宝塚版アナスタシアで輝いているのは、真風涼帆氏の歌唱。そして桜木みなと氏のヴラド。この乙女の原風景のようなミュージカルの主役はアーニャ(アナスタシア)なのですが、ディミトリ用に1曲追加、という改造が効いているうえに、主人公のペテンに加担するヴラドがさわやか!という宝塚の良さを堪能できる良作品に仕上がっています。
この追加曲「♪She Walks In 彼女が来たら」というのがおもしろくて、オリジナルのミュージカルでディミトリを演じた俳優 Derek Klenaさんがこの曲は覚えたけれど、カットされたので歌わなかった、と話すインタビューがありました。
彼曰く、その娘が部屋に入ってきたらモーメントを歌う素晴らしい曲だったのに、主役であるアナスタシア優先だからカットされてしまった、とのこと。宝塚で見事に効果的によみがえったというのに、あまり知られていないのが残念ですね。。。男性を主役にするために追加となったわけですが、それで女性主人公アーニャが薄まることもなかったし、、この作品と宝塚の不思議なご縁を感じます。
ディズニーを出てディズニーへ戻った
「アナスタシア」の始まりは、ディズニー出身のアニメーターが20世紀FOX初のアニメ―ション映画として制作した映画でした。Lynn Ahrens & Stephen Flahertyという作詞作曲コンビは、舞台のミュージカルを主に書く人々なので、ディズニーアニメを意識して曲を書いたとも思えないのですが、ディズニーっぽく感じられる部分もあります。作品の版権としては、会社の買収(2019年)によりディズニーとなりました。
ディズニーから飛び出してつくったが、最後にはディズニーが所有することになった、という作品です。
イングリッド・バーグマン主演映画「追想」(1956) がタタキになっているらしいのですが、ロマノフ王朝最後の皇帝ニコライ2世の末娘、皇女アナスタシアが生きているかもしれない、という都市伝説をアニメのプリンセス物語にした、というほうが正確です。
アーニャに対してプリンス然としたディミトリを配し、ラスプーチンを魔法使い化して悪役にし、ワンちゃんの相棒を足す、というプリンセスアニメの定石を踏んで、おとぎ話要素が強調されているからです。

::::::::::

* _短い課題 A_
下に並ぶ行から、「dirt」という文字列を含むものをすべて抜き出してください。大文字と小文字は区別します。
宝塚版アナスタシアの文章と、この後に並ぶ行とは互いに関係がありません。

::::::::::

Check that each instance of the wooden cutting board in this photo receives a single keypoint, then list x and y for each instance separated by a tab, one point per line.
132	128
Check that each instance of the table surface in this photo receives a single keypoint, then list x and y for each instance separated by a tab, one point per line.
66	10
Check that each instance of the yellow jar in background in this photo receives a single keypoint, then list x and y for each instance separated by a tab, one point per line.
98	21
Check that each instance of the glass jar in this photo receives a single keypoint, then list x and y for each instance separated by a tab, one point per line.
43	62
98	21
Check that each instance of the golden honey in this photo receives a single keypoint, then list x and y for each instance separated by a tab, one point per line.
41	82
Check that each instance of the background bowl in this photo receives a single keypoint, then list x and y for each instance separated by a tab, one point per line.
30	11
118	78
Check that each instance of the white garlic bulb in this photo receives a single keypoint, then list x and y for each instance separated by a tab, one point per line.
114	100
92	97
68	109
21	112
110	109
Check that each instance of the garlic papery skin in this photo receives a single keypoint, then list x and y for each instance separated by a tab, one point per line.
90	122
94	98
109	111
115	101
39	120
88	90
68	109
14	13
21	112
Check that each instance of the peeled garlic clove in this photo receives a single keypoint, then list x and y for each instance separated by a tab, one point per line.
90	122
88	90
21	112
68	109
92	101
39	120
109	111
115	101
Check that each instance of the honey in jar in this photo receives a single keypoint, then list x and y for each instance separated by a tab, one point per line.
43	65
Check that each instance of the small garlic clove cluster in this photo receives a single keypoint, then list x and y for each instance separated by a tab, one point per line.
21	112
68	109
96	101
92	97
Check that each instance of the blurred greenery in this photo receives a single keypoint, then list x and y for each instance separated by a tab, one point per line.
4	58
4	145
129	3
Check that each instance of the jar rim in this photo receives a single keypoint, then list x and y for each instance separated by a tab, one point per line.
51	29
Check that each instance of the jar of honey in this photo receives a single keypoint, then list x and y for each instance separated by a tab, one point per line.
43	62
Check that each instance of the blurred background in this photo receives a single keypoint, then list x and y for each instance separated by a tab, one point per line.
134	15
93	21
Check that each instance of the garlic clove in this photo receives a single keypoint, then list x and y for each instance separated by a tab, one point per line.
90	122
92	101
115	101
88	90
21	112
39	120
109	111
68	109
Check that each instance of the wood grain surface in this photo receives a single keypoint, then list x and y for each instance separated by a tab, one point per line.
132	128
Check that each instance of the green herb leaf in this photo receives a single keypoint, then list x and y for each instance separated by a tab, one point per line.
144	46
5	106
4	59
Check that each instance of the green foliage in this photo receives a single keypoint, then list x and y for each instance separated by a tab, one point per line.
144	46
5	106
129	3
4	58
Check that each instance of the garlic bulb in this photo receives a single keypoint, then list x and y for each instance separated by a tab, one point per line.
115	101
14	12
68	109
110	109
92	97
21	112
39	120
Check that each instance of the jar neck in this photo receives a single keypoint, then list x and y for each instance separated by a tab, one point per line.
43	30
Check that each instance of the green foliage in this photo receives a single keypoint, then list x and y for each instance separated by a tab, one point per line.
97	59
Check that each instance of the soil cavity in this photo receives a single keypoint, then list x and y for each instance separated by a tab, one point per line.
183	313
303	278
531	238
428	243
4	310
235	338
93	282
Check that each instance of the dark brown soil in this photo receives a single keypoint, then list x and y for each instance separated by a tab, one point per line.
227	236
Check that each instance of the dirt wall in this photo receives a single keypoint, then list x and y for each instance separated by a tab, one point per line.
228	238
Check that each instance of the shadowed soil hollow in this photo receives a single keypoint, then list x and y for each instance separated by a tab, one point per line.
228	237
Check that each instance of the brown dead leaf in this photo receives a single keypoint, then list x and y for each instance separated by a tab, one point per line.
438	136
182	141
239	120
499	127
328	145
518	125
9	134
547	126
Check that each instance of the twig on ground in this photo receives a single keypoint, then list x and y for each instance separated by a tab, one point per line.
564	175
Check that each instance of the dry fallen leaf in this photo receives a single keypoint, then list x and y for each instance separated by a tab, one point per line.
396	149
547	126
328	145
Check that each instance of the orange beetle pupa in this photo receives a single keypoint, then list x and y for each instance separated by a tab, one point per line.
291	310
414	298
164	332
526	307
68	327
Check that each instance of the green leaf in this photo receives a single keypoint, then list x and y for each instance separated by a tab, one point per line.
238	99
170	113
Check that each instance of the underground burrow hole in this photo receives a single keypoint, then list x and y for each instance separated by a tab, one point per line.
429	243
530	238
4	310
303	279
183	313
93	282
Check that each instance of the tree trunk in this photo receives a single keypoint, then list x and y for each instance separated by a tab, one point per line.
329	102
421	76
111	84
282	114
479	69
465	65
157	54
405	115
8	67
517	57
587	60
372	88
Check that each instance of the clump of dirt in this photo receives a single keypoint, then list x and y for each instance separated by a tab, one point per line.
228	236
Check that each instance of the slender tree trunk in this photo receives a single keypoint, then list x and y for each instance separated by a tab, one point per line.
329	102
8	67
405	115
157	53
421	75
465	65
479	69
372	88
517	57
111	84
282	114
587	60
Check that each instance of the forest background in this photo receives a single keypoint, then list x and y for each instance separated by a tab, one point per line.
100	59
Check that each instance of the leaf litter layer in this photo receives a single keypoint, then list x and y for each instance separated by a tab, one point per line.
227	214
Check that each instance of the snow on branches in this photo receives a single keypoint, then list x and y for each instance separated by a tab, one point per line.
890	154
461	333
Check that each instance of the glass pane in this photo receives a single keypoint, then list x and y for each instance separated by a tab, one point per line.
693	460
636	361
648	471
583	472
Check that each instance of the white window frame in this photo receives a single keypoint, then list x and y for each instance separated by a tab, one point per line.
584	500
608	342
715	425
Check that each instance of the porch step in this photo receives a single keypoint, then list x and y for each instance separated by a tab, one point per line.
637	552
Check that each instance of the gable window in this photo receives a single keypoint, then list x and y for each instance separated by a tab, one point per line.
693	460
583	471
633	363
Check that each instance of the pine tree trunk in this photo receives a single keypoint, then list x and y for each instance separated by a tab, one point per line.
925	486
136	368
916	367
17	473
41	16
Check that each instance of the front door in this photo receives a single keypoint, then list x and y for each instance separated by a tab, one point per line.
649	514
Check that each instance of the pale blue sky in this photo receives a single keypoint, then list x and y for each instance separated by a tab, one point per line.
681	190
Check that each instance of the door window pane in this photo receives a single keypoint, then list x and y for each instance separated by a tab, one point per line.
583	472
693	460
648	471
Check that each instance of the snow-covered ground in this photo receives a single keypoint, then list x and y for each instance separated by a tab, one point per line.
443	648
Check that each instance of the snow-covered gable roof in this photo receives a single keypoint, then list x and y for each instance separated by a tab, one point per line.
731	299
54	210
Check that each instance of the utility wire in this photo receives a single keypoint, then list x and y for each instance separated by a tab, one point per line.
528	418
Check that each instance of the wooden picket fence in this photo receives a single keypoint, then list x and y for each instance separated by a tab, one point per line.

::::::::::

* _短い課題 B_
宝塚版アナスタシアの文章を、最後の文の後から書き進めてください。

* _回答 A_
Check that each instance of the dirt wall in this photo receives a single keypoint, then list x and y for each instance separated by a tab, one point per line.
Check that each instance of the clump of dirt in this photo receives a single keypoint, then list x and y for each instance separated by a tab, one point per line.

* _回答 B_
ワルツ「 ♪Once Upon A December ある12月」は、Lynn Ahrens & Stephen Flaherty のお二人に、オルゴールを開けたら子供時代がキラキラ振ってくるような曲をお願いするよ、って頼んでできたんじゃないかと思えるような曲で、おとぎ話感を盛り上げます。
物語の終わり方もハッピーエンドです。王宮で完結しなくても。どこかでアナスタシアが生きていて天寿をまっとうしたかも知れない現実のミステリーはそのままに、20世紀のおとぎ話が誕生しました。
この1997年のアニメが舞台化されたときに、同じ作詞作曲コンビが起用されたのは必然でした。今度は舞台用なので本領発揮!みたいな感じだったのではないでしょうか。必要なくなったラスプーチンの代わりに政治背景が組み込まれたのも、まっとう、というかロシア革命をラスプーチンの呪いに絡めるのはアニメの世界でのみ成立します。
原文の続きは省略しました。